Each entry must be copied exactly, without omission.

Source material START

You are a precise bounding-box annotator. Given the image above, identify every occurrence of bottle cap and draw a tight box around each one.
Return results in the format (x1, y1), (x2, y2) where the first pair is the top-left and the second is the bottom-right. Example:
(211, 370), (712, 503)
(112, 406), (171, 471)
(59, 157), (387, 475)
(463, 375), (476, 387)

Source material END

- **Problem solution**:
You are a precise bounding-box annotator. Given the image above, identify every occurrence of bottle cap and draw a tight box around each one.
Return results in the format (x1, y1), (x2, y2) where the first pair is the top-left and the second is the bottom-right. Example:
(211, 370), (712, 503)
(112, 406), (171, 471)
(59, 157), (387, 475)
(463, 375), (476, 387)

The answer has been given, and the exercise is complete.